4 March 2004
DAILY REVIEW FROM TATARSTAN
Tatar Supreme Court Appeals To Russian Constitutional Court On Tatar Script
The Tatar Supreme Court will ask the Russian Constitutional Court to rule whether the provision of the federal language law making use of the Cyrillic script mandatory for all state languages is in line with the Russian Constitution, intertat.ru and other Tatar and Russian news agencies reported on 3 March. This was the court's decision in considering Tatarstan's prosecutor's complaint against Tatarstan's 1999 law on restoring the Tatar Latin-based script as contradicting federal legislation. Tatarstan's State Council made a similar appeal to the Russian Constitutional Court on 26 February.
At the hearing, State Council Legislation, Regulations, and Ethics Committee Chairman Midkhet Qormanov called on the court to postpone the trial until the Russian Constitutional Court issues a ruling on the State Council's appeal or to send a similar appeal to that court.
Tatneft Rejects Reports Of Violations Of UN Sanctions In Iraq
Tatneft on 3 March issued a statement denying reports in some foreign and Russian media claiming it was among several Russian companies that received millions of barrels of oil from Saddam Hussein's regime in violation of UN sanctions, intertat.ru reported on 3 March. Tatneft management said that neither it nor any of its affiliates ever took part in any oil-related transactions during the period of UN sanctions outside the "oil-for-food" program. Moreover, Tatneft says it trained over 400 oil-industry specialists at the request of the Iraqi Oil Ministry for free and took part in several charity programs for the Iraqi people. During the entire period of its cooperation with Iraq, Tatneft said it has never violated UN sanctions. The media reports are intentional misinformation that appeared as soon as increased efforts by Russian companies to return to the Iraqi market, the statement said.
Police Checking Documents Near Moscow Mosques
Council of Muftis of Russia co-Chairman Nafigulla Ashirov said on 3 March that law-enforcement bodies are insulting Moscow Muslims, "Kommersant-Daily" reported on 4 March. Ashirov said that last Friday, they checked documents of everyone prayed in the Historical and Memorial mosques and detained 84 people who did not have registration or whose documents looked counterfeit. After identifying the detainees and writing up those without registration, all detainees were released.
The daily quoted an Interior Ministry source as saying that they were checking information about possible "pre-election" terrorist acts in Moscow. Police said that before Muslim fanatics commit acts of terrorism they usually ask Allah for blessing during Friday prayers.
Meanwhile, Federal Security Service (FSB) spokesman Colonel Sergei Ignatchenko told the daily that all public places are checked when necessary in order to secure public safety, and actions of security services "are in no way linked to the religion or nationality of those checked."
Commenting on the incident, Russian Muslim Spiritual Directorate deputy head Damir Nigmetullin said he knows nothing about specific violations of the rights of Muslims. He added that the directorate has good relations with the Interior Ministry in Moscow and if there were any complaints about violations by policemen, his directorate would react appropriately.

* * *

# Requirement 1
Answer these questions from the daily review from Tatarstan.
(a) On what date did Tatarstan's State Council send its appeal to the Russian Constitutional Court?
(b) How many oil-industry specialists does Tatneft say it trained for the Iraqi Oil Ministry?
(c) How many people were detained at the Moscow mosques?
# Requirement 2
Translate this sentence from the daily review from Tatarstan into Spanish: "After identifying the detainees and writing up those without registration, all detainees were released."
# Requirement 3
Based on the daily review from Tatarstan, say whether each statement is true, and quote the words that decide it.
(a) Tatneft says it charged the Iraqi Oil Ministry for training oil-industry specialists.
(b) Damir Nigmetullin said he knows of specific violations of the rights of Muslims.
(c) Tatarstan's 1999 law dealt with restoring a Latin-based Tatar script.
The material after this point comes from a separate source.

# Dataset content

* * *

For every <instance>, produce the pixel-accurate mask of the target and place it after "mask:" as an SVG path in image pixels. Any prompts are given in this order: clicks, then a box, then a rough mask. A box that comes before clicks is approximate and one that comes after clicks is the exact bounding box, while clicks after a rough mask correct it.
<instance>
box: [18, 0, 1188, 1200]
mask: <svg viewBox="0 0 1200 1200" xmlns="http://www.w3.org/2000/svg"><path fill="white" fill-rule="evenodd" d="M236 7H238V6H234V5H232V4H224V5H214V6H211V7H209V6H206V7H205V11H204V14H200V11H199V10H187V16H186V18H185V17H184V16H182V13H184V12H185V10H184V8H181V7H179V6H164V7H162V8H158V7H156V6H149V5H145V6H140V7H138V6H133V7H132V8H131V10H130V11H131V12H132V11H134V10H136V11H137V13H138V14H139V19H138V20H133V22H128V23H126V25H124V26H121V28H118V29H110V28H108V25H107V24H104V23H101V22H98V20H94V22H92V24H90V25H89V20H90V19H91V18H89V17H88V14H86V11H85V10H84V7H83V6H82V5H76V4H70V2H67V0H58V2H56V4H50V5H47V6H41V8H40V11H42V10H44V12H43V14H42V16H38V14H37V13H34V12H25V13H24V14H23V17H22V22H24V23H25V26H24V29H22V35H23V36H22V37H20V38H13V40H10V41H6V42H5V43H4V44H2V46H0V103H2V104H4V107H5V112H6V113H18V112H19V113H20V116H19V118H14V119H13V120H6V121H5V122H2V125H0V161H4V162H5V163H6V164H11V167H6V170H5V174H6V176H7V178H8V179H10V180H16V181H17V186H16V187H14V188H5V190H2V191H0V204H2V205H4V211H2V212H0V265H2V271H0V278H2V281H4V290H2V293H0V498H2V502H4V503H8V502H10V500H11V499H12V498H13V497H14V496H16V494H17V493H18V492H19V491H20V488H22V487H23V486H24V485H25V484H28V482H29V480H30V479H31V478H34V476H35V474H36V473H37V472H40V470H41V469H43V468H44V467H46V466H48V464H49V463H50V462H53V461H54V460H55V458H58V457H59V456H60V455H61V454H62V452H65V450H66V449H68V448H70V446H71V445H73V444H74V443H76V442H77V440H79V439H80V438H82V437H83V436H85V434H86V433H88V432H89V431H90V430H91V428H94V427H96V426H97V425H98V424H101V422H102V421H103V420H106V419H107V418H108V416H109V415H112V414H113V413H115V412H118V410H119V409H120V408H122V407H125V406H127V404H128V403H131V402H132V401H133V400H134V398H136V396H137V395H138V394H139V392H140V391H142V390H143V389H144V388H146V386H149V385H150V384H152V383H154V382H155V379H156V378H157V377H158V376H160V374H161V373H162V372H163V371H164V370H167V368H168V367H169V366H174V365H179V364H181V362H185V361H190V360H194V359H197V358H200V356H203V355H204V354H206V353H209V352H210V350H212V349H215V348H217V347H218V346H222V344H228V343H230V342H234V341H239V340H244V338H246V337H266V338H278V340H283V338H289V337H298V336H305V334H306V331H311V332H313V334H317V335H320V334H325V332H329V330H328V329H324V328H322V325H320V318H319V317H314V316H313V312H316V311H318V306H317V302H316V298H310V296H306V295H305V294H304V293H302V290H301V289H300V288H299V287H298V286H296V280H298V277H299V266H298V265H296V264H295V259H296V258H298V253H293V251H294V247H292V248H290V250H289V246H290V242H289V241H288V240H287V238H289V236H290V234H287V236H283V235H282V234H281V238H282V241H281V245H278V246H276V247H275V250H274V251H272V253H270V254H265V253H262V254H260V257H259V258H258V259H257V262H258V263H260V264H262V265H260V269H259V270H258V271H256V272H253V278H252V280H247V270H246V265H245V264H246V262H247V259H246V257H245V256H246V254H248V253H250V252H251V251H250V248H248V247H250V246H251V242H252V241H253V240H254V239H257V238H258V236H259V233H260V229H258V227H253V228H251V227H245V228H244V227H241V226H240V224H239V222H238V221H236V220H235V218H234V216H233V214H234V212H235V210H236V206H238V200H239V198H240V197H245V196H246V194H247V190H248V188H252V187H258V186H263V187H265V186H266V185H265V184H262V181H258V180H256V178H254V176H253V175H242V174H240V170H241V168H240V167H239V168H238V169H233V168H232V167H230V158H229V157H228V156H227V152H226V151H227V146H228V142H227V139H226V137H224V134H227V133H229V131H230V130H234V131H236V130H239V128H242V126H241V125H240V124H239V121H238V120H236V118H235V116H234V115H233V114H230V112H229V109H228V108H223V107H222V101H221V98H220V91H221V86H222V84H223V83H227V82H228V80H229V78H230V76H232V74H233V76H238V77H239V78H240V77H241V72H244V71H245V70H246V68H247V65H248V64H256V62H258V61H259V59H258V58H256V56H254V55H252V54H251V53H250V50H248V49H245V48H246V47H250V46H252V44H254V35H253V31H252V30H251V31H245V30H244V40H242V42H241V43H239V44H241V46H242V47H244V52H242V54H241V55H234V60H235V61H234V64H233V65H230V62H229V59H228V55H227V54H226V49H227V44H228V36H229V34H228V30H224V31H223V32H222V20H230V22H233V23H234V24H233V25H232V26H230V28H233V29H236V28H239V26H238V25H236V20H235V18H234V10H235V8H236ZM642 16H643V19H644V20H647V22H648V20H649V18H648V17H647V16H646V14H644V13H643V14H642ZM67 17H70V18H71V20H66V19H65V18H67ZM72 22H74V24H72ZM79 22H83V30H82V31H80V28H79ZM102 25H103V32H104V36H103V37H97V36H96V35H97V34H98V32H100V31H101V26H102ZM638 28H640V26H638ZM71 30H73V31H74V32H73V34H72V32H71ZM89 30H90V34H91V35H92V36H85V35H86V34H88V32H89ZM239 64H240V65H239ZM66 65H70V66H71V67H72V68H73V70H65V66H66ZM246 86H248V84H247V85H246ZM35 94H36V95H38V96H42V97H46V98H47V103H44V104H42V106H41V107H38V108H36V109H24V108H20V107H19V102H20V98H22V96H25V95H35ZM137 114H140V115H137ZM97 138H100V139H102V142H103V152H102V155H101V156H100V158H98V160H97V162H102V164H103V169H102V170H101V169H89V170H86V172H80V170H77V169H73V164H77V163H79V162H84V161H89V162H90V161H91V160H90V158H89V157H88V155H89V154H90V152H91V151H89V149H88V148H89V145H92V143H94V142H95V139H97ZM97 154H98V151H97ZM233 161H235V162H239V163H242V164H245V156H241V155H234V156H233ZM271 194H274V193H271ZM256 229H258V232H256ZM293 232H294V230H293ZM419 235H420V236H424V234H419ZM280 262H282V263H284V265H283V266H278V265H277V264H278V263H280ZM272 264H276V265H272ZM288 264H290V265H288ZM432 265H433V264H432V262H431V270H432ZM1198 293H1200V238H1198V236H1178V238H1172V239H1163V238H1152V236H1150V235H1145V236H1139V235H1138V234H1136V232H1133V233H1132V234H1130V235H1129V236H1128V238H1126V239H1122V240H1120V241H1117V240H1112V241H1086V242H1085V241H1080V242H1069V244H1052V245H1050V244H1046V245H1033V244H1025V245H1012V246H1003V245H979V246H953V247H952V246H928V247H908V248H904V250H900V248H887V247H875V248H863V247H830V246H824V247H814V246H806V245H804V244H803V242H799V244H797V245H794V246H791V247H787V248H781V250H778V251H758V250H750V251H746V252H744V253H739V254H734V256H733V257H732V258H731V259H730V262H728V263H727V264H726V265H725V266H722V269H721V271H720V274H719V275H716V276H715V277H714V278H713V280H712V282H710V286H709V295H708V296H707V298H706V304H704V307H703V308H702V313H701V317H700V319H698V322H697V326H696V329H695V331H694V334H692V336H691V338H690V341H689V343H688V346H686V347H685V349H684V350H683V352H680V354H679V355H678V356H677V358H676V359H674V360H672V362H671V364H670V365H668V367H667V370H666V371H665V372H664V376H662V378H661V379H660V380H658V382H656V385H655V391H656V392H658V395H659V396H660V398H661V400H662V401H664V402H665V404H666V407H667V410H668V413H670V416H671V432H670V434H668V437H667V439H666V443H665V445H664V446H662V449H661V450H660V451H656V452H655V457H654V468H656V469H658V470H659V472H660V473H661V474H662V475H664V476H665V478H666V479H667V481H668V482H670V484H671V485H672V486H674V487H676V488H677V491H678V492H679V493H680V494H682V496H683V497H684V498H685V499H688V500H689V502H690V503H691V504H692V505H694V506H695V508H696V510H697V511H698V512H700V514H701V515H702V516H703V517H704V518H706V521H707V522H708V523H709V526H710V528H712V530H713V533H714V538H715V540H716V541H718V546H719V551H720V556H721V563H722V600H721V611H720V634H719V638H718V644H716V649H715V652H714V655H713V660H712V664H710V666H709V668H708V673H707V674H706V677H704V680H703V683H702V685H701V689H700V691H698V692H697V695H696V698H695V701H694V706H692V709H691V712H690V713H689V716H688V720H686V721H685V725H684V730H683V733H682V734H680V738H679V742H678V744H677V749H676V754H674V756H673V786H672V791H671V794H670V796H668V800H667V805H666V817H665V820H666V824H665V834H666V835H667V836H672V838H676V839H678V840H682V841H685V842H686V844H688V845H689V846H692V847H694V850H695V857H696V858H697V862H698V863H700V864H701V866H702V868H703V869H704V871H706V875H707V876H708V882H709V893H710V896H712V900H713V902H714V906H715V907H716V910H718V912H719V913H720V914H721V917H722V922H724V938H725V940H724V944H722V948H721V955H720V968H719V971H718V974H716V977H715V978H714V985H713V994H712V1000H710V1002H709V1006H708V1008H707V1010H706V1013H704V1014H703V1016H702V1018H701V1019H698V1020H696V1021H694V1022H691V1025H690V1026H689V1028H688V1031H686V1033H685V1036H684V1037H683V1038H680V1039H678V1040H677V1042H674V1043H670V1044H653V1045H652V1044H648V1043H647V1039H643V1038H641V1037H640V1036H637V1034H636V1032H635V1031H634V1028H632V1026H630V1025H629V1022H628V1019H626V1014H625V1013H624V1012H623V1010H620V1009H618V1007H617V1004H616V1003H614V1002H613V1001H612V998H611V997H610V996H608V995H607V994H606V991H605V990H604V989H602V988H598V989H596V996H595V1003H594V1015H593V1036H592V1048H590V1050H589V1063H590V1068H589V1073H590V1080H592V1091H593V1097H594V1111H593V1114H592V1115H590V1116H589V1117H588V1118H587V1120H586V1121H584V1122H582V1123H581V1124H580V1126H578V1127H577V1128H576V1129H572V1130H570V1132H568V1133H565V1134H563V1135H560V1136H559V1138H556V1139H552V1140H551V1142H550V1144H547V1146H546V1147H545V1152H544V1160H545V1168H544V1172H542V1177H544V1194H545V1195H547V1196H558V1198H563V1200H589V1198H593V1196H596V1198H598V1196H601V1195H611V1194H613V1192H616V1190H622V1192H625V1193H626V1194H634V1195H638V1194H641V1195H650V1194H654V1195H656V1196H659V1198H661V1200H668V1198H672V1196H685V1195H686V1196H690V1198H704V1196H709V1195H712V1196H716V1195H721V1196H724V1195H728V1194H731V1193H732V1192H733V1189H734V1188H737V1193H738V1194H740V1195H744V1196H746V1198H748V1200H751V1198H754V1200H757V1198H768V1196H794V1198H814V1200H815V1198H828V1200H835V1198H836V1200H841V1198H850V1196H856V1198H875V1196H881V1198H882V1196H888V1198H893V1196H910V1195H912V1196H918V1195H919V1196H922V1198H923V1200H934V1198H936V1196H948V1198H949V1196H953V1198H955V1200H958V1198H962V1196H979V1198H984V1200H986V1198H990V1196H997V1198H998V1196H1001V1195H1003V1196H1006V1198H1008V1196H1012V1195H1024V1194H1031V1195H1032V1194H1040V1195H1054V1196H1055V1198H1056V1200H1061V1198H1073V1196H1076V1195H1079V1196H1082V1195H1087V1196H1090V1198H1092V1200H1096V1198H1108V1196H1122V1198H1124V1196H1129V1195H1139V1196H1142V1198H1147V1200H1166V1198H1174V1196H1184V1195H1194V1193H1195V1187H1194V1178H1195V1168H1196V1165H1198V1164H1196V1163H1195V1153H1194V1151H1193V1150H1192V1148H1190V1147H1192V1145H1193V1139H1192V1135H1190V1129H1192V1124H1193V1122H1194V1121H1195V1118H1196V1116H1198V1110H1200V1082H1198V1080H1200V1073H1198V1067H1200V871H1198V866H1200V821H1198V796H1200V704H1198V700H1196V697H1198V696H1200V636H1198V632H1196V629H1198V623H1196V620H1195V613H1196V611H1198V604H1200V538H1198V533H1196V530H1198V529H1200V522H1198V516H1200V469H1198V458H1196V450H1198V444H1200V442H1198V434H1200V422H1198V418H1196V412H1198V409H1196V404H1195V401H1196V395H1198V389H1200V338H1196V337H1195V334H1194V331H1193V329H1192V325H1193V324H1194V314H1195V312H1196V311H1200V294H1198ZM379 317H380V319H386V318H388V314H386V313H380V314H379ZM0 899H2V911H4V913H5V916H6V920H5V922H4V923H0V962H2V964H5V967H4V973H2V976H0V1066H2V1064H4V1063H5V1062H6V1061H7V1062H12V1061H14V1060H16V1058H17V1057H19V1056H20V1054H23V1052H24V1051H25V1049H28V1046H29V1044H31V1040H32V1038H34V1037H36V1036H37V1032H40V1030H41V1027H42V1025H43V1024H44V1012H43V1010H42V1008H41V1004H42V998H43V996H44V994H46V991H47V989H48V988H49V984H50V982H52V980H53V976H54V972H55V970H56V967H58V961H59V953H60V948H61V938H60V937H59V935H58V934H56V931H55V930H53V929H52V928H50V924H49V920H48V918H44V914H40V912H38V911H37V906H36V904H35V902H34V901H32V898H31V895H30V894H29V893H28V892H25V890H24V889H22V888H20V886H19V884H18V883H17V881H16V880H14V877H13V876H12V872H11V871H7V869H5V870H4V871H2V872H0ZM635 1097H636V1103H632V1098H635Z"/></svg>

* * *

# Expected output 1
(a) 26 February
(b) Over 400
(c) 84

# Expected output 2
Tras identificar a los detenidos y levantar acta a quienes no tenían registro, todos los detenidos fueron puestos en libertad.

# Expected output 3
(a) No: "Tatneft says it trained over 400 oil-industry specialists at the request of the Iraqi Oil Ministry for free"
(b) No: "he knows nothing about specific violations of the rights of Muslims"
(c) Yes: "Tatarstan's 1999 law on restoring the Tatar Latin-based script"